### Consignes
- 1) Relevez tous les noms de personnes cités dans le commentaire sur la polysémie du mot « théorie ».
- 2) Poursuivez en quelques phrases le commentaire sur la polysémie du mot « théorie », à la suite de sa dernière phrase.

### Texte extrait

◇ ◇ ◇ ◇

Mmmmh, ceci dit le podcast m'évoque pas mal de choses mais principalement le sentiment que l'on tombe dans le piège de la polysémie du mot "théorie" :
1) Une théorie artistique peut désigner n'importe quelle description ou commentaire d'une oeuvre d'art (ou d'un ensemble d’œuvres d'art). Le terme théorie n'écarte ici pas la subjectivité et n'est pas associé avec une méthodologie particulière.
2) La théorie scientifique est implicitement associé à l'idée de réfutabilité, une théorie devant être écartée si les faits observés ne sont pas cohérents. Il y a donc une façon objectif de commenter une théorie (en la rejetant) et le champ scientifique dispose de procédures de validations.

Ton analyse insiste sur la subjectivité de la théorie qui n'est jamais fausse mais n'est vraie que dans un système de valeur spécifique. Je trouve notamment très éclairant ton analyse qui regroupe Eero Tuovinen, Paul Czege et Frédéric sur le rapport au personnage et aux façons de plaider ou non pour lui.

◇ ◇ ◇ ◇

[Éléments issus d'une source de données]

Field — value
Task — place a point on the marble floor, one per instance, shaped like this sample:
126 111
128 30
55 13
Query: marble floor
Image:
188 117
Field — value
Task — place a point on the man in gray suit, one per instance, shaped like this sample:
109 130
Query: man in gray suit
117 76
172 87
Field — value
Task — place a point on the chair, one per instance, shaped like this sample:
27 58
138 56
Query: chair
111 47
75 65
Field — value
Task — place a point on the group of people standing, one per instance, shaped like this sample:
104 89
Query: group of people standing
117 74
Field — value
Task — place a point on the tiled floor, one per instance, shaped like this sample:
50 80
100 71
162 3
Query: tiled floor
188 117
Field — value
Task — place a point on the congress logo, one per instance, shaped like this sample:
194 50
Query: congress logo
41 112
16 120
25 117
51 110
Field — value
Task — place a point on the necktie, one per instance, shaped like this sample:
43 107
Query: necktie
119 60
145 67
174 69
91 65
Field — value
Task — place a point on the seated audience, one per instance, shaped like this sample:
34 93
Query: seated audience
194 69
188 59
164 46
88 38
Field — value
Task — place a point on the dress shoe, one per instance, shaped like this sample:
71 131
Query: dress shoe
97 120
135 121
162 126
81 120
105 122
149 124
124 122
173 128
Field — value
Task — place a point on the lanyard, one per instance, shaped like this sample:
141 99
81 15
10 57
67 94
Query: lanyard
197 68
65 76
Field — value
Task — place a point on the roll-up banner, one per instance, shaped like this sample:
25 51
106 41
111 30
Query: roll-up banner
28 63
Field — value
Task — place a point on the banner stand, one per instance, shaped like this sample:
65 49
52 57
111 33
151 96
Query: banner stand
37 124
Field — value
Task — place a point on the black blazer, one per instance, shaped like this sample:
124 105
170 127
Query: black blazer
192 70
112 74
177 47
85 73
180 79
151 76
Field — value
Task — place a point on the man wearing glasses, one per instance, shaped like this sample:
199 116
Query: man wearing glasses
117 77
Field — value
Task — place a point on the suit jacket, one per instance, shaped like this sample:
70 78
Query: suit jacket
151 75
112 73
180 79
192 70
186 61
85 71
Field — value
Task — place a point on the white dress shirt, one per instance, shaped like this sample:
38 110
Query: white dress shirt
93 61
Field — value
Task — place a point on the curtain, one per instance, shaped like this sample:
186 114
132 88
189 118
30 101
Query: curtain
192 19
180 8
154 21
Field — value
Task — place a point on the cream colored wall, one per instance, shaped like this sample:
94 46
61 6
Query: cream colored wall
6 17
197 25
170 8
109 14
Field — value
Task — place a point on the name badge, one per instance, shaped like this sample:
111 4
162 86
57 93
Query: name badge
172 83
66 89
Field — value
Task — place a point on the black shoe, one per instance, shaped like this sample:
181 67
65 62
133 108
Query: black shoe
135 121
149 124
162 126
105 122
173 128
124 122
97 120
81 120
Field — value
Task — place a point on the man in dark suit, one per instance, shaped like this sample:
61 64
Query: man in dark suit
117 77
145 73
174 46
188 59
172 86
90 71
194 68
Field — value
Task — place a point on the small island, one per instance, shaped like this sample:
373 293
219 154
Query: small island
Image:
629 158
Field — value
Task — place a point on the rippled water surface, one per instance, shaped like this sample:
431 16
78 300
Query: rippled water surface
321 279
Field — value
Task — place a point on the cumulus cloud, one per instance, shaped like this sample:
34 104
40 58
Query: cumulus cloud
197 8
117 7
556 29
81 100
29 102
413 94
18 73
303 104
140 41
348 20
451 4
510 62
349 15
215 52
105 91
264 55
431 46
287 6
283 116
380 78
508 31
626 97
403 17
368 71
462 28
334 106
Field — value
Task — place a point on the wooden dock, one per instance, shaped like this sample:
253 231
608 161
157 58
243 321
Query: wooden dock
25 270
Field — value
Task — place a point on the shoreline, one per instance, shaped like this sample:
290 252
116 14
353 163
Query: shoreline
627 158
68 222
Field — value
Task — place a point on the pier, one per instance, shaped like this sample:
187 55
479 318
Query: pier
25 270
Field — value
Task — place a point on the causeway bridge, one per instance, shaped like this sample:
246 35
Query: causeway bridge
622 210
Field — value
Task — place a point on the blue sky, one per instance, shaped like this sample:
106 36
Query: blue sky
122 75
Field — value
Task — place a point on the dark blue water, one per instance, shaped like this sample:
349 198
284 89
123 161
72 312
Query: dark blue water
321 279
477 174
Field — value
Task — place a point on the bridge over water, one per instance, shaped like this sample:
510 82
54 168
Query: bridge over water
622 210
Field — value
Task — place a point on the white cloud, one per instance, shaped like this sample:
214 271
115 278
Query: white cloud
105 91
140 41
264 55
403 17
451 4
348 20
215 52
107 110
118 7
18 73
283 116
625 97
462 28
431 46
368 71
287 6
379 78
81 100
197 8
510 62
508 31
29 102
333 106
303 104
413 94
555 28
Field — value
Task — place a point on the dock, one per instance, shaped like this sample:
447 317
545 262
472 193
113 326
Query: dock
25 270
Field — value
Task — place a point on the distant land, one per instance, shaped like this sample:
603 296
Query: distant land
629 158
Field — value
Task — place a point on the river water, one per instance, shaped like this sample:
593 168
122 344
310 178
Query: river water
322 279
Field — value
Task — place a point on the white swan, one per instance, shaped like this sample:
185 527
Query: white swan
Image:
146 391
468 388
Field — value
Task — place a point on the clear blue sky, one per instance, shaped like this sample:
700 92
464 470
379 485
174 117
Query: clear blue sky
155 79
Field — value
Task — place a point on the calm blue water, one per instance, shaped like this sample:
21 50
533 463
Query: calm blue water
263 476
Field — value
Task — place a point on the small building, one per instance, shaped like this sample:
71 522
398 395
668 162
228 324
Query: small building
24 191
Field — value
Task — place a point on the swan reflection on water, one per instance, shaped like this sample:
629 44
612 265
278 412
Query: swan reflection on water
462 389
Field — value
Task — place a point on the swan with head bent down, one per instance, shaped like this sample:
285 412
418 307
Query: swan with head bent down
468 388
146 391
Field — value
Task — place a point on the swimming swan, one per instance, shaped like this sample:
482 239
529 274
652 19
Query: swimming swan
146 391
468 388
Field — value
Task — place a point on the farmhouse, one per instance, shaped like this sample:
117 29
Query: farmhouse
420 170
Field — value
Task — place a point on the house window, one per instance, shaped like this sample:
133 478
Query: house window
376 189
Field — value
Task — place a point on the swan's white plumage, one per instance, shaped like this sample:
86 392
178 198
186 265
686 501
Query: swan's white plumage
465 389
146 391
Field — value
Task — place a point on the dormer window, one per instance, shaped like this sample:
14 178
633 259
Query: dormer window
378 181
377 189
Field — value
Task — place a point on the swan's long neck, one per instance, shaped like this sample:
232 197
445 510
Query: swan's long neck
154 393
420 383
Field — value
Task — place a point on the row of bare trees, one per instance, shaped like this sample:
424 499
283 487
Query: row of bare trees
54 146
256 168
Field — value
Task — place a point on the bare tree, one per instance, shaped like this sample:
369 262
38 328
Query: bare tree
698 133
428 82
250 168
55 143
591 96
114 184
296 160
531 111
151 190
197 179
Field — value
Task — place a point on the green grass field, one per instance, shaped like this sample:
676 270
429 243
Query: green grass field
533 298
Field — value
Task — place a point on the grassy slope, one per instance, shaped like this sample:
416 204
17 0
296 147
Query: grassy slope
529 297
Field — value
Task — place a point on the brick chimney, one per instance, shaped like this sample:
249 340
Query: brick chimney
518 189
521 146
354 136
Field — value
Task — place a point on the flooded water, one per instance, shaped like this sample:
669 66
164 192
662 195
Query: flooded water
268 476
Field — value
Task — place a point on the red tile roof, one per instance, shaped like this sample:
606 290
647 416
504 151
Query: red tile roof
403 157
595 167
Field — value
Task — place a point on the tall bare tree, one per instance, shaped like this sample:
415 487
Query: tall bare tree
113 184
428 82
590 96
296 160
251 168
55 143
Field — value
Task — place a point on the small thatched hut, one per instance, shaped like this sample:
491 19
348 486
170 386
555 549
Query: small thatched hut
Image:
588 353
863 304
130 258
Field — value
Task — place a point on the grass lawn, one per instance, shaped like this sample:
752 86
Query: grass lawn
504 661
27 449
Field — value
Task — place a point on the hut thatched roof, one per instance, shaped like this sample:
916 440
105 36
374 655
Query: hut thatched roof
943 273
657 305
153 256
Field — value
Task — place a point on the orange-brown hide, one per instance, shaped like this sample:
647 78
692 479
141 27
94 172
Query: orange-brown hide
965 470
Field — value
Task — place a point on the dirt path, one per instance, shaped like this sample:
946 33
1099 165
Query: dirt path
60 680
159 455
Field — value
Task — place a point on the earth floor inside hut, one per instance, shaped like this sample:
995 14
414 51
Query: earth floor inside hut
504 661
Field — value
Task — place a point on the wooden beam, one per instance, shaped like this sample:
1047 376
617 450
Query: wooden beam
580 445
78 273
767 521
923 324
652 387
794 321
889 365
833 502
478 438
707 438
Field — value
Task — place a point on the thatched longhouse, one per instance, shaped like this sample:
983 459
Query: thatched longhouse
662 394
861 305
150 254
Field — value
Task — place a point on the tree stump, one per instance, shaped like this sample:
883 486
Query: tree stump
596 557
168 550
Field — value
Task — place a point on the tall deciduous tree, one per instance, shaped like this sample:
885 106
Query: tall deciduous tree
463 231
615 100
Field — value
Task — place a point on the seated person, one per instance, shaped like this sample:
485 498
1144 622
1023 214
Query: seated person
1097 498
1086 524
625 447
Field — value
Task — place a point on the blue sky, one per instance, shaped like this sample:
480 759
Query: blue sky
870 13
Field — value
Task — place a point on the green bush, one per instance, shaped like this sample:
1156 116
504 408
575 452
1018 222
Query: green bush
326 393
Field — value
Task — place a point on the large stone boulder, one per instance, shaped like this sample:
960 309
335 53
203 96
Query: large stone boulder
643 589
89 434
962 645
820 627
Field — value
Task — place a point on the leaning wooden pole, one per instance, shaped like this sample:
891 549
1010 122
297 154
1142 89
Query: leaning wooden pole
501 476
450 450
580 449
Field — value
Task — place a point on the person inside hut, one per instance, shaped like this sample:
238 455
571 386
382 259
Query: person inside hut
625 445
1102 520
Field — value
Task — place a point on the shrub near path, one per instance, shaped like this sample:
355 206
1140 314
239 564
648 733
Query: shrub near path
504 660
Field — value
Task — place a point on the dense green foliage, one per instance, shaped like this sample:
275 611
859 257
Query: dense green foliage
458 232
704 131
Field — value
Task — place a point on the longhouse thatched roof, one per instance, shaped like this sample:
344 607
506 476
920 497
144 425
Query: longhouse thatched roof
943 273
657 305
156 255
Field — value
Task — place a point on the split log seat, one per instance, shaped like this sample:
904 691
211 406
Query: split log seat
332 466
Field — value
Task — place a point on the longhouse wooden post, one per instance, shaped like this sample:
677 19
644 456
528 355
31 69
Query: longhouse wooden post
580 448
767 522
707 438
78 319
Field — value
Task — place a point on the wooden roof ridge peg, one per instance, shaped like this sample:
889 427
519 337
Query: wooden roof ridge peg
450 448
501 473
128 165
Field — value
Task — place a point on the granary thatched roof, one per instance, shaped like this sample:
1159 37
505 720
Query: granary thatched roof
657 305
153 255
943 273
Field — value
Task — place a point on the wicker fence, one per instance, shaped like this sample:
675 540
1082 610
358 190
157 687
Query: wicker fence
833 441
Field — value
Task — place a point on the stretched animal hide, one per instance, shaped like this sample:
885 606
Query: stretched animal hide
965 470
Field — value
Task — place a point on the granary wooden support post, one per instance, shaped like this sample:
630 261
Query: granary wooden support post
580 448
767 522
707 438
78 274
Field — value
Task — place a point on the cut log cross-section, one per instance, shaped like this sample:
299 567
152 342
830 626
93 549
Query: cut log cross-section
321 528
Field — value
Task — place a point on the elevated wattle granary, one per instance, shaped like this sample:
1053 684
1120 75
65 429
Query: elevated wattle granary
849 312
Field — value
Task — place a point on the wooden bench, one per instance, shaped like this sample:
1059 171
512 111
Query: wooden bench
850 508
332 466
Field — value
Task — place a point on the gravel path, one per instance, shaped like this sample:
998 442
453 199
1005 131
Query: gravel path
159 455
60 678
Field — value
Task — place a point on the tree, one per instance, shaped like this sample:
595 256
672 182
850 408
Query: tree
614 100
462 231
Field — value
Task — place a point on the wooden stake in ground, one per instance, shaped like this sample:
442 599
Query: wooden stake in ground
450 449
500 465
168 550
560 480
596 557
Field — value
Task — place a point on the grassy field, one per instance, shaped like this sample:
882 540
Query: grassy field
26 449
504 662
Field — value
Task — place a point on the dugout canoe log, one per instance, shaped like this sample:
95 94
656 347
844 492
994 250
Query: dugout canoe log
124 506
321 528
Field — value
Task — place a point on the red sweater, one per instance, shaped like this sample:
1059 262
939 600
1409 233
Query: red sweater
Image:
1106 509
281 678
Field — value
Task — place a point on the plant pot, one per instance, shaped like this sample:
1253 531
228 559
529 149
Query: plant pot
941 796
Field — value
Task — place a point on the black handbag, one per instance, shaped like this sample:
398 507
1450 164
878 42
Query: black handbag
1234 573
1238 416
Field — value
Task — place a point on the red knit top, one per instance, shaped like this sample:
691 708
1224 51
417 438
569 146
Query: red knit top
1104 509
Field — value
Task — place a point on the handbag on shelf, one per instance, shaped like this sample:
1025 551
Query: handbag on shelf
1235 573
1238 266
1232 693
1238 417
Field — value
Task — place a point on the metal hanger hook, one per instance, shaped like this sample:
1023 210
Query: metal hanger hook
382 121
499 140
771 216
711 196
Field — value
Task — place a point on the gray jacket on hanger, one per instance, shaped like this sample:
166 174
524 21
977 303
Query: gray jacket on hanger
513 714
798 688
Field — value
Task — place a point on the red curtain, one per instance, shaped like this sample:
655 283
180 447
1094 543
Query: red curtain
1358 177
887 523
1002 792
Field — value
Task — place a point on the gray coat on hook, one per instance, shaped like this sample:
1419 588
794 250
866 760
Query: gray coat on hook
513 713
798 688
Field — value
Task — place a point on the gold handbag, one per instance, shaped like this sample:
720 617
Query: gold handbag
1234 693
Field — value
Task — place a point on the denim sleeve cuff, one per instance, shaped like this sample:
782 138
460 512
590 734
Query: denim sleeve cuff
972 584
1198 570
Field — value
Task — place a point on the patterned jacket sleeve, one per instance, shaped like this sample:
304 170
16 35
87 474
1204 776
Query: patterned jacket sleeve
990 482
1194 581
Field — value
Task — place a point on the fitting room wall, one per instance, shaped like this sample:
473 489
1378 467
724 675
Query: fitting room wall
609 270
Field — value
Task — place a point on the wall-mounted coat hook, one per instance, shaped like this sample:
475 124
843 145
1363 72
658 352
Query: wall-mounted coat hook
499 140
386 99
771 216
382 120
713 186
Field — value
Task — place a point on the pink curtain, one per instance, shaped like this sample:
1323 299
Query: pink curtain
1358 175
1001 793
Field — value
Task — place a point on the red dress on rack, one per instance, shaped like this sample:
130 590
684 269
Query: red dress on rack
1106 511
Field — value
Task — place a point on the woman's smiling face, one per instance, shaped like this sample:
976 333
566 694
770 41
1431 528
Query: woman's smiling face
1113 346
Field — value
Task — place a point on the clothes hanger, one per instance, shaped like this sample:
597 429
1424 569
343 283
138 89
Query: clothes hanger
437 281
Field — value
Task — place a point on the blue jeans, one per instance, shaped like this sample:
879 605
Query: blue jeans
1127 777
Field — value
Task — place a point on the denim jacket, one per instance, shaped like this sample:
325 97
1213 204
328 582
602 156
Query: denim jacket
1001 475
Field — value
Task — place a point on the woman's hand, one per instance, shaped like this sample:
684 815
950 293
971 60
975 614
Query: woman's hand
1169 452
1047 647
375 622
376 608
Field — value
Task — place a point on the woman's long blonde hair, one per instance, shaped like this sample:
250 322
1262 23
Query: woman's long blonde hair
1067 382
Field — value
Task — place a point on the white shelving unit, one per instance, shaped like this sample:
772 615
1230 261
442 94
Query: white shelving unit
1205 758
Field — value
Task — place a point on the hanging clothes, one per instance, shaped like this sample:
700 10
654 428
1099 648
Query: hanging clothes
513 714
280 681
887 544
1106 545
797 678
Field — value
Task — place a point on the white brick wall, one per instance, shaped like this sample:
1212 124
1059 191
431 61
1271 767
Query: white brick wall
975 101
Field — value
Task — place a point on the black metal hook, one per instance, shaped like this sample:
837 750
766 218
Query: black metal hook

◇ ◇ ◇ ◇

### Corrigé
- 1) Eero Tuovinen, Paul Czege, Frédéric

- 2)
Mais du coup on peine à voir quelle est l'intérêt de la relecture qui vient valider collectivement un texte (alors bien que tu valorises la subjectivité individuelle). D'autant plus que cette validation a priori vient figer l'état des discussions.

A mon sens il y a deux réflexions à mener avant de "scientifiser" ta démarche :
1) Qu'est ce que j'espère de mes productions ? De la théorie en général ?
2) Est-ce que ma démarche va dans cette direction ? Est-ce qu'elle a des conséquences négatives ?

Valentin T. a écrit :La théorie, c'est de donc de discuter avec des concepts définis dans l'Etape 1, et de voir s'ils sont clairs, s'ils s'agencent correctement, s'ils y a des contradictions, etc...
La pratique, c'est de tester la validité des concepts dans la réalité. La question de la réfutabilité, c'est l'Etape 2, donc je ne comprends pas ton point.

Mais du coup quel usage fais-tu de la théorie ? S'agit-il, comme en sciences, de la confronter à la pratique ?
Est-ce que tu as des exemples de propositions théoriques non-triviales pour lesquelles ont pourrait mettre en place des observations permettant d'éventuelles réfutation ?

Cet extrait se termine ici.